Activity:
Copy the forum thread about injury and riding from "## its lbs not" up to and including "injury I've had.", changing every "femur" to "thigh bone".

Given passage:
□ □ □

Good to hear about the self preservation instincts- this is the first incident where i really experienced incredible pain (and a copter ride to a trauma center for surgery!), so i am really having an internal debate.


----------



## its lbs not miles (Sep 1, 2011)

Re: broken femur. Sorry to hear it (something I hope to NEVER repeat). After it's finished mending you can look forward to an even longer time doing physical therapy to get full use of the leg. (did they rod it?)
Took me longer to return to completely normal after my femur break than it did for cracked ribs or any other injury I've had.

Re: disparaging comments. Just ignore it. One of my children only in recent years finally stopped telling me I was too old to be working with young horses (of course my then 82 year cousin who had started working a pair of young new horses might have had something to do with it :lol. There are always people who don't ride telling people who do ride about riding or why you shouldn't. Easy way to deal with it is to tell them to give up the things they enjoy doing the most.
As for the folks who ride for show telling you to get your horse trained. Trained for what? Barrel racing, penning, dressage, jumping, endurance racing, competitive trail riding, etc., etc., etc. Training a horse for things you're not going to do is a bit pointless. If you're never going to ride dressage why spend the time and money to train for it. e.g. the last thing I want is my horse jumping.....I had to raise the fence when she started jumping the 44" dividing fence, because I wanted to discourage her from jumping.

□ □ □

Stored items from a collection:
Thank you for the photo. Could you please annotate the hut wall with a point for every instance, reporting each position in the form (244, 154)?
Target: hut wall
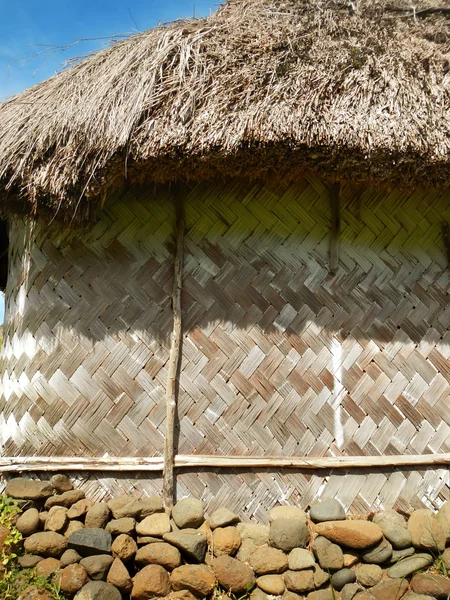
(279, 357)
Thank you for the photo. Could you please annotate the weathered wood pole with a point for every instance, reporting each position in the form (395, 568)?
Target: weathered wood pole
(335, 191)
(174, 358)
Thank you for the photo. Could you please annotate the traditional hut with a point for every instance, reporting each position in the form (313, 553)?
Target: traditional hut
(247, 216)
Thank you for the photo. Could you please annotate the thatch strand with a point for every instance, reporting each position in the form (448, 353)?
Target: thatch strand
(263, 86)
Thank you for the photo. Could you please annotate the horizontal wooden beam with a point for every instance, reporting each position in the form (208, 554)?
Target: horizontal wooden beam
(107, 463)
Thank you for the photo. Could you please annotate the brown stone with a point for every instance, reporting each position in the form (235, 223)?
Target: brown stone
(292, 596)
(299, 581)
(271, 584)
(233, 575)
(159, 553)
(124, 525)
(71, 579)
(28, 522)
(79, 509)
(72, 527)
(97, 516)
(287, 534)
(119, 576)
(443, 518)
(124, 547)
(33, 592)
(29, 561)
(97, 566)
(365, 595)
(56, 519)
(47, 544)
(198, 579)
(247, 548)
(155, 525)
(392, 589)
(207, 531)
(181, 595)
(226, 540)
(353, 534)
(321, 595)
(254, 531)
(188, 513)
(368, 575)
(329, 555)
(432, 585)
(286, 512)
(152, 580)
(350, 559)
(266, 560)
(47, 567)
(69, 557)
(320, 577)
(42, 518)
(446, 558)
(28, 489)
(223, 517)
(426, 531)
(98, 590)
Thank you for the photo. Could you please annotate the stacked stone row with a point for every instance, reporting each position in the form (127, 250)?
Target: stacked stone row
(134, 548)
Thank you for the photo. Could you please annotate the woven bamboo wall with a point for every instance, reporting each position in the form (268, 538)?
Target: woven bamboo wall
(279, 356)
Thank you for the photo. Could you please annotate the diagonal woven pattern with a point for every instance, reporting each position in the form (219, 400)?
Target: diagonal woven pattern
(279, 357)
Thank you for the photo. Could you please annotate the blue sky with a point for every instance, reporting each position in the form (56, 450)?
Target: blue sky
(29, 27)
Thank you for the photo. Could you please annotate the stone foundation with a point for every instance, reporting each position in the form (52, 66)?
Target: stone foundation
(135, 548)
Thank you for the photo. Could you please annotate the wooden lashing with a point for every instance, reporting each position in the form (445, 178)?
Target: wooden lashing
(335, 191)
(174, 358)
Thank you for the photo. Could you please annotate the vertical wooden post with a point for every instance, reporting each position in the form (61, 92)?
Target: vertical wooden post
(446, 236)
(335, 191)
(172, 384)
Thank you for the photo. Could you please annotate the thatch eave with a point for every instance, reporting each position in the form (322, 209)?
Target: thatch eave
(269, 87)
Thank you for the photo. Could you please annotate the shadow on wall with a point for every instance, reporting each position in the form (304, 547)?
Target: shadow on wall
(279, 356)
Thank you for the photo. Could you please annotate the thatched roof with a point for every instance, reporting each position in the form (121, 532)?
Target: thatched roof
(356, 89)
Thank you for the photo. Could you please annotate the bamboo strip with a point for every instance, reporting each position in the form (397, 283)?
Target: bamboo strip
(174, 359)
(53, 463)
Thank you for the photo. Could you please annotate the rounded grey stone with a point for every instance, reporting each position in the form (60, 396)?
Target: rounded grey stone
(329, 556)
(378, 554)
(327, 510)
(401, 554)
(341, 578)
(287, 534)
(399, 537)
(349, 591)
(188, 513)
(28, 561)
(89, 542)
(191, 542)
(28, 489)
(28, 522)
(69, 557)
(61, 483)
(410, 565)
(98, 590)
(97, 567)
(300, 558)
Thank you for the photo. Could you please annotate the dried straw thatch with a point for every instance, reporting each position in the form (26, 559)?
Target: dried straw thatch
(355, 90)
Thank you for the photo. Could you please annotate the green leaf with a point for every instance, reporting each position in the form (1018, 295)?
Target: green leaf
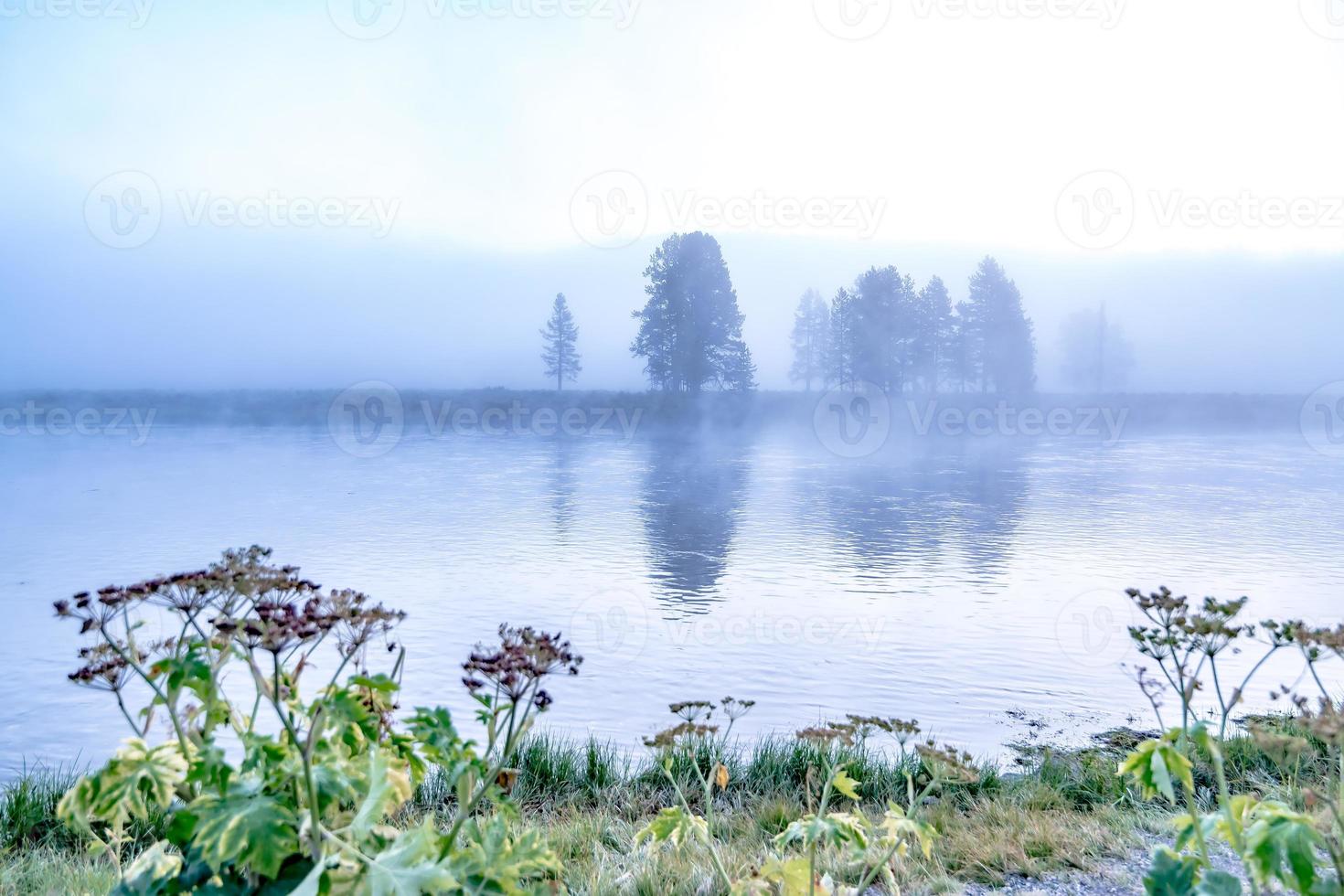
(792, 876)
(846, 784)
(1281, 845)
(898, 827)
(154, 873)
(134, 784)
(438, 738)
(834, 829)
(389, 786)
(494, 860)
(253, 830)
(411, 865)
(677, 827)
(1171, 873)
(1155, 764)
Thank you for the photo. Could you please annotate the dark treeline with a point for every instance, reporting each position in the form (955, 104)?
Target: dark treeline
(883, 331)
(887, 332)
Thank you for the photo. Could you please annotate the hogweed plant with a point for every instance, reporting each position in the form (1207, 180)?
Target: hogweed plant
(1278, 845)
(697, 741)
(826, 827)
(285, 793)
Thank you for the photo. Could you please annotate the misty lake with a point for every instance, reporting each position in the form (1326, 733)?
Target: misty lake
(974, 584)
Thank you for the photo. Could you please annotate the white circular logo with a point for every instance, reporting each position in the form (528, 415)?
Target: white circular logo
(368, 420)
(1324, 16)
(123, 209)
(1093, 629)
(852, 19)
(614, 624)
(852, 422)
(1097, 209)
(1323, 420)
(366, 19)
(611, 209)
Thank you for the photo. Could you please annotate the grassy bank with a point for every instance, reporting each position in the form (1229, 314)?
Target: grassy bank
(1049, 812)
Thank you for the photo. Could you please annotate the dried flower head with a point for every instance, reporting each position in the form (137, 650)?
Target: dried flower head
(734, 709)
(517, 667)
(828, 733)
(687, 731)
(692, 709)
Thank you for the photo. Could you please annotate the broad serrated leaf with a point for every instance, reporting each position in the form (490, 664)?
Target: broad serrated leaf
(677, 827)
(1281, 845)
(792, 876)
(253, 830)
(844, 784)
(1155, 766)
(136, 782)
(388, 786)
(154, 873)
(1171, 873)
(898, 827)
(411, 865)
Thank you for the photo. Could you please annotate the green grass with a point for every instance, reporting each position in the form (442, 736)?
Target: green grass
(1055, 810)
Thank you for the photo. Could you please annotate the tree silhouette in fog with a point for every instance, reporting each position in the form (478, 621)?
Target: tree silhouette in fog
(689, 326)
(811, 340)
(560, 335)
(884, 332)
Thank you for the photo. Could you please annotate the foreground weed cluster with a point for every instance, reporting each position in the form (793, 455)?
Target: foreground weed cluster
(279, 787)
(1281, 841)
(863, 847)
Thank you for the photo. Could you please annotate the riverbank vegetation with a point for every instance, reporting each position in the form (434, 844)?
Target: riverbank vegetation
(334, 787)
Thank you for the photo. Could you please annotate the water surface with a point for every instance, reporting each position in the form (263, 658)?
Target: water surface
(966, 583)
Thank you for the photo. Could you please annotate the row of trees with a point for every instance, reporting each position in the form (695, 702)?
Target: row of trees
(689, 326)
(891, 334)
(884, 329)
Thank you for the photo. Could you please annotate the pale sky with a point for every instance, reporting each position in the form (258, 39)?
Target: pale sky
(955, 121)
(312, 192)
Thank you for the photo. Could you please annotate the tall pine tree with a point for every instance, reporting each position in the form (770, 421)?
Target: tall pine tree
(811, 336)
(689, 328)
(933, 344)
(1001, 335)
(843, 348)
(560, 335)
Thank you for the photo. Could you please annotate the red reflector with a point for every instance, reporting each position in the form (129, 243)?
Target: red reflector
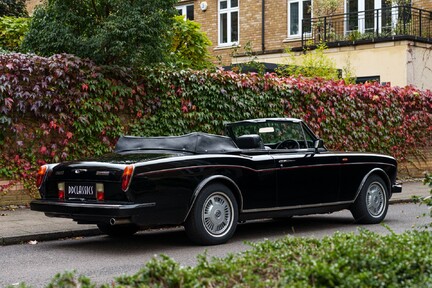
(100, 192)
(100, 195)
(127, 177)
(41, 175)
(61, 194)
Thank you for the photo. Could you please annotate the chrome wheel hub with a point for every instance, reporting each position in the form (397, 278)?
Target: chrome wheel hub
(217, 214)
(375, 199)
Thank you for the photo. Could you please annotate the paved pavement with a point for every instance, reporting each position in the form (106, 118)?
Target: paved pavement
(25, 226)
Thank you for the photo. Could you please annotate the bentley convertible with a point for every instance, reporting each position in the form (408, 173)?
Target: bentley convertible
(262, 168)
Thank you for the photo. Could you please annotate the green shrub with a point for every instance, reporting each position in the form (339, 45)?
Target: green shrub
(12, 31)
(15, 8)
(115, 32)
(366, 259)
(189, 45)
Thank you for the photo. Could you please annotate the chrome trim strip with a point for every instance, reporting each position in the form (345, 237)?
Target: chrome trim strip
(260, 170)
(99, 206)
(296, 207)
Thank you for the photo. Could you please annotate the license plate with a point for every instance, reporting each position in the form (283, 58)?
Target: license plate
(81, 190)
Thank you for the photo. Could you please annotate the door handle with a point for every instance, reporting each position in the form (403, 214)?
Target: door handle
(285, 161)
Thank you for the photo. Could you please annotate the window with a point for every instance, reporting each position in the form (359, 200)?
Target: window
(228, 22)
(187, 11)
(299, 10)
(370, 16)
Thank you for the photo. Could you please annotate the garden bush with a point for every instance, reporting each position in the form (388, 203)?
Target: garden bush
(366, 259)
(63, 107)
(12, 31)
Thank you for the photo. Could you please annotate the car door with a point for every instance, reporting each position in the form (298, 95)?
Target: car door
(306, 177)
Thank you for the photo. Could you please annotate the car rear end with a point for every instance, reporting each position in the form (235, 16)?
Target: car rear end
(87, 192)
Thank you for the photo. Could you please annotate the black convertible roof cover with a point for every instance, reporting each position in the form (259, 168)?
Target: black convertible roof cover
(196, 142)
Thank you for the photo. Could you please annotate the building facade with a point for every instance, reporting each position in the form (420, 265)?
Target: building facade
(383, 40)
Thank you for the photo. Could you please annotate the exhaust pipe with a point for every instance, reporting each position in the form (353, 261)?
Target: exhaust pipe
(120, 221)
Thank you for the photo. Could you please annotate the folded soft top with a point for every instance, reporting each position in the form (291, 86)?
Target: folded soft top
(196, 142)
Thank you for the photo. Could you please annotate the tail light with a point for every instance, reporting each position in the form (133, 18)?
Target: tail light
(61, 190)
(41, 175)
(100, 193)
(127, 177)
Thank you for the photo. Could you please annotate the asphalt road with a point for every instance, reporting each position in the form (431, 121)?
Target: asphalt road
(102, 258)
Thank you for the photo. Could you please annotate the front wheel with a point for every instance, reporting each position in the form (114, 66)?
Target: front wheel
(213, 218)
(371, 204)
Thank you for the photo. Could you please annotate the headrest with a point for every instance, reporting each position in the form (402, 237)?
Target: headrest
(250, 141)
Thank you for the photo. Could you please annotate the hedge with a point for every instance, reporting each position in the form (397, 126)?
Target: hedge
(366, 259)
(63, 107)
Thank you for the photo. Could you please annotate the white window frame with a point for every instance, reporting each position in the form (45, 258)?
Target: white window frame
(361, 16)
(300, 11)
(229, 10)
(183, 9)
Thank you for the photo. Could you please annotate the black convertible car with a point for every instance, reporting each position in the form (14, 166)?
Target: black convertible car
(263, 168)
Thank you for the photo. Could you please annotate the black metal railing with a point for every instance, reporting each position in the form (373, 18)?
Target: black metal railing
(389, 23)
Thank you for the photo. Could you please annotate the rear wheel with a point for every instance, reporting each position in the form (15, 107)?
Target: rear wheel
(371, 204)
(122, 230)
(213, 218)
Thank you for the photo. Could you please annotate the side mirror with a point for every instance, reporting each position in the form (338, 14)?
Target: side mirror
(319, 143)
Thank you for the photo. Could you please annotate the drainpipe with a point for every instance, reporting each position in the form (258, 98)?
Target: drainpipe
(263, 28)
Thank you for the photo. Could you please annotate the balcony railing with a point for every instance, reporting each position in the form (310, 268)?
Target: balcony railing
(389, 23)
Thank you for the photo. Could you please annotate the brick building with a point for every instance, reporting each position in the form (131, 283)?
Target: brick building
(380, 39)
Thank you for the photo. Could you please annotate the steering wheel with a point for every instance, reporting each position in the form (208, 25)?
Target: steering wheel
(288, 144)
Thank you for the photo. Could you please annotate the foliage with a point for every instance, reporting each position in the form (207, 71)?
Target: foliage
(313, 63)
(62, 108)
(426, 200)
(366, 259)
(128, 33)
(251, 65)
(12, 31)
(15, 8)
(189, 46)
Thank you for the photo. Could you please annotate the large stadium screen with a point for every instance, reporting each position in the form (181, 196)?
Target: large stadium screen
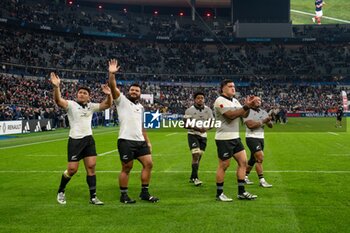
(333, 12)
(261, 11)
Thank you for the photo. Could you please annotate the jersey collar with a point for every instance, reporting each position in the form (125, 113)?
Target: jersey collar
(198, 107)
(82, 105)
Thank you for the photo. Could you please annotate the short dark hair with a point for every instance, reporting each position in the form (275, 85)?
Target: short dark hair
(135, 85)
(84, 88)
(197, 93)
(224, 83)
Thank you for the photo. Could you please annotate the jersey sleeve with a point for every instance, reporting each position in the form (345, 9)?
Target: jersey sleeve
(69, 105)
(188, 113)
(119, 99)
(249, 117)
(210, 114)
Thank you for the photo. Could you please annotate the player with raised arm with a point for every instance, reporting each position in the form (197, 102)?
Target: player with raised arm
(133, 142)
(197, 137)
(228, 110)
(255, 122)
(81, 144)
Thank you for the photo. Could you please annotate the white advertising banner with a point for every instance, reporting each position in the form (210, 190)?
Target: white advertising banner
(10, 127)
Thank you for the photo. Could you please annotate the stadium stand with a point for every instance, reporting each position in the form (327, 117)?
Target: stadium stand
(287, 75)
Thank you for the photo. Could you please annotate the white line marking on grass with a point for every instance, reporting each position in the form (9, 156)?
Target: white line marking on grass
(33, 143)
(41, 142)
(170, 134)
(333, 133)
(167, 171)
(43, 155)
(339, 154)
(108, 152)
(325, 17)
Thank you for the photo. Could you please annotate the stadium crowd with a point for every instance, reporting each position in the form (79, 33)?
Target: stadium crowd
(284, 74)
(25, 51)
(82, 17)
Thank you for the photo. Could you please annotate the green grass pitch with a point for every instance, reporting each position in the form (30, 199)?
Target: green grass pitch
(338, 9)
(308, 168)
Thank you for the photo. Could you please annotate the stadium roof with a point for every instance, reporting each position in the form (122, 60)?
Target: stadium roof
(177, 3)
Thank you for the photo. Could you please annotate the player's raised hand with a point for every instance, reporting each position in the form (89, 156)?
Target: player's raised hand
(55, 80)
(250, 101)
(113, 66)
(106, 89)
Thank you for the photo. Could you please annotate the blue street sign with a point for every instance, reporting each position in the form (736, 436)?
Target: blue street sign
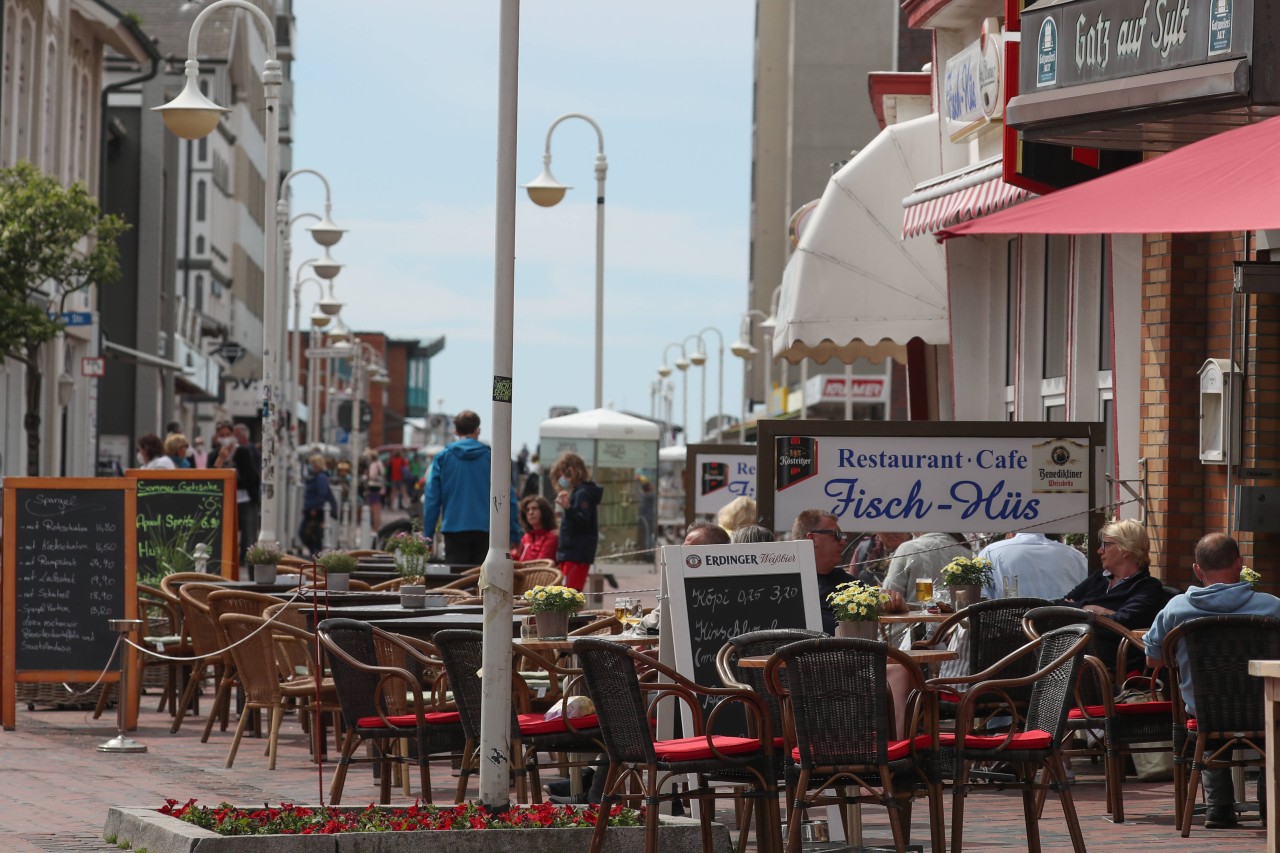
(73, 318)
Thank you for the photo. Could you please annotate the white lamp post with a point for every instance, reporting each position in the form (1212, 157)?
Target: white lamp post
(191, 115)
(545, 191)
(699, 359)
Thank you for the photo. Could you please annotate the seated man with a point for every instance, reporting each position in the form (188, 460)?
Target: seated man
(1217, 565)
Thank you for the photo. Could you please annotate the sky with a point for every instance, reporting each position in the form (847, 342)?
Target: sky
(397, 104)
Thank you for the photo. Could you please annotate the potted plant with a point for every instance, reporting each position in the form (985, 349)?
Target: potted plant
(856, 607)
(337, 568)
(264, 559)
(967, 576)
(553, 606)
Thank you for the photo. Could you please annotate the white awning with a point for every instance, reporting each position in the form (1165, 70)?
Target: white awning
(854, 286)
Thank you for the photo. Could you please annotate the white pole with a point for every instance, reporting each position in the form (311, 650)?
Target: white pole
(497, 571)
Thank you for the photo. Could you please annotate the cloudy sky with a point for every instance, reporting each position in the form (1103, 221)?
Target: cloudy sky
(397, 106)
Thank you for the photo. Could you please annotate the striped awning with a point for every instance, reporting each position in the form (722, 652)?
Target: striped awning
(959, 196)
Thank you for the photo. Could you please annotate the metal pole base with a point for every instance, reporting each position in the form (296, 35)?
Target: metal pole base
(122, 743)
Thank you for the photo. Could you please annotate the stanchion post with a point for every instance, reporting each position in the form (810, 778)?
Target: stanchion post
(122, 742)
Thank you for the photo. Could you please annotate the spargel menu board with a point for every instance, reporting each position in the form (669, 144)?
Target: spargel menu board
(69, 552)
(179, 510)
(717, 592)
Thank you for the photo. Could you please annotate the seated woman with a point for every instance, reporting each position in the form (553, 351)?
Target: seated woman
(538, 520)
(1124, 591)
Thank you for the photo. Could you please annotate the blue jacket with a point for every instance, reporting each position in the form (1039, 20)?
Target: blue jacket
(580, 529)
(1215, 600)
(457, 488)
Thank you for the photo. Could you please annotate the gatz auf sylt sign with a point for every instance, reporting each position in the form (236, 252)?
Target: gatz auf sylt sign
(928, 483)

□ □ □

Your solution:
## its lbs not miles (Sep 1, 2011)

Re: broken thigh bone. Sorry to hear it (something I hope to NEVER repeat). After it's finished mending you can look forward to an even longer time doing physical therapy to get full use of the leg. (did they rod it?)
Took me longer to return to completely normal after my thigh bone break than it did for cracked ribs or any other injury I've had.